→ What the task requires: Tally the lines in the rows below that contain the word "person" and give only that number.

· · · ·

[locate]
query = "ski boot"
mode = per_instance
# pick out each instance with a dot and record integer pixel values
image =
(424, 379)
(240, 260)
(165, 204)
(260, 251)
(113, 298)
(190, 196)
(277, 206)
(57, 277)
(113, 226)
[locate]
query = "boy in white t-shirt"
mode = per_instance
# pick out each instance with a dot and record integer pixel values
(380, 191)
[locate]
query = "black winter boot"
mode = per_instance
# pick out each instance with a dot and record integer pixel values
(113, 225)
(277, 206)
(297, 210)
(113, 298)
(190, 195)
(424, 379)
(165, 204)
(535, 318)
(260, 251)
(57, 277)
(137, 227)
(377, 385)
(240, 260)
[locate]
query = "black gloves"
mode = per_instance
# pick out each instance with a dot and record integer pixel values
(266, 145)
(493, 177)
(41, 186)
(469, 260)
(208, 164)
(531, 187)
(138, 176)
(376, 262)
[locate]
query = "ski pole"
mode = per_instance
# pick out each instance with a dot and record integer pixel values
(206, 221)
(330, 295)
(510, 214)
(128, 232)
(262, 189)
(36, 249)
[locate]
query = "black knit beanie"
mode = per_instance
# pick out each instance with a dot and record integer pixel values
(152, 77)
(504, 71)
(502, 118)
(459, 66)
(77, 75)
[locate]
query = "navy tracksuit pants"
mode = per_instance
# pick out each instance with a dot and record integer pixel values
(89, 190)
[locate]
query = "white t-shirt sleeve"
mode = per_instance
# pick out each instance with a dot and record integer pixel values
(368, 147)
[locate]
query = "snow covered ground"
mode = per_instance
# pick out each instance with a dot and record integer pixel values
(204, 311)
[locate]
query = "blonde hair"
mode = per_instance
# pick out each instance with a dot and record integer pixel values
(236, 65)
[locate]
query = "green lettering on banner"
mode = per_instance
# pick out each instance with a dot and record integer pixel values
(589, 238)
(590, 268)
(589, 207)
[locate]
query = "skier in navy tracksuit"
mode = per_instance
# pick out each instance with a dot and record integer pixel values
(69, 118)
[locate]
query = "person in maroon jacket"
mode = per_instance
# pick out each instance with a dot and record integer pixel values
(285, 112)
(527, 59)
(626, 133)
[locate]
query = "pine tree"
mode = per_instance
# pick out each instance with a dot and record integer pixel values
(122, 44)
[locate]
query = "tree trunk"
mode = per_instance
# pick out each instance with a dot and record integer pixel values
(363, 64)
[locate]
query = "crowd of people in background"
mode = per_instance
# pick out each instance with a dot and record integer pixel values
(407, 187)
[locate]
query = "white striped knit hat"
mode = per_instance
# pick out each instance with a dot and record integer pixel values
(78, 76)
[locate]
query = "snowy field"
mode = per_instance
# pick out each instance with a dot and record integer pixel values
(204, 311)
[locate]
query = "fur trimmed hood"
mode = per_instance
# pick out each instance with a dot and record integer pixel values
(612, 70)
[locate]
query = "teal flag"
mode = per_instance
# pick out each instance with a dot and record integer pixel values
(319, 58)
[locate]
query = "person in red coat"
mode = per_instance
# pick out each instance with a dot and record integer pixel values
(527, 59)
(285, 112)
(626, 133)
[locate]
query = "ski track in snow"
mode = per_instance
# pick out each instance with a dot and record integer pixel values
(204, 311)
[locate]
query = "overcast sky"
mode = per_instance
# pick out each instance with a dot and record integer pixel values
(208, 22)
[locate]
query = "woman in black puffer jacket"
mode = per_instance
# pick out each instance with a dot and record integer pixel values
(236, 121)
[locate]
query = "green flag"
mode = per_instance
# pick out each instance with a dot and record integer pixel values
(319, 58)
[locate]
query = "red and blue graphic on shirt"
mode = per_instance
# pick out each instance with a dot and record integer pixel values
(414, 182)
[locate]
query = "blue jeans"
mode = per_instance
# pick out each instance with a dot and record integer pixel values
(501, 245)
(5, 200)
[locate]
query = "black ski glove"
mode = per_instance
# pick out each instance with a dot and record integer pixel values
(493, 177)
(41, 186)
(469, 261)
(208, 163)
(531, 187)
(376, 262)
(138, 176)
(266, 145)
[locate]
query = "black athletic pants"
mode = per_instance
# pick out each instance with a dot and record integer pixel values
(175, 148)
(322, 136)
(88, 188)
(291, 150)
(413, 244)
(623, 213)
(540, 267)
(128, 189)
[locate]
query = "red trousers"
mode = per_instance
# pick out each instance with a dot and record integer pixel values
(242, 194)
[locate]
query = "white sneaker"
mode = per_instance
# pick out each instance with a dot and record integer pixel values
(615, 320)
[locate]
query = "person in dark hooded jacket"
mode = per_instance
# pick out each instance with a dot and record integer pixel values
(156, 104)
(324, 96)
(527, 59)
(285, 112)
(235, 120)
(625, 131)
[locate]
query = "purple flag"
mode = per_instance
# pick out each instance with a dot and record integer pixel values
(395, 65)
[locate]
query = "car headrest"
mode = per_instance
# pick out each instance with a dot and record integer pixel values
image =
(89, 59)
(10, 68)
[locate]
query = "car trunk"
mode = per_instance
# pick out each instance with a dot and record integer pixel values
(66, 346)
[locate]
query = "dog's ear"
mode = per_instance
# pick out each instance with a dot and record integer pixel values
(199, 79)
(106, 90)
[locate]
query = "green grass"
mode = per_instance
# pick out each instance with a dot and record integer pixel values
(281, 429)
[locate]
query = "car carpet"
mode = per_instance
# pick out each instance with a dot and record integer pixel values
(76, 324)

· · · ·

→ Written answer: 3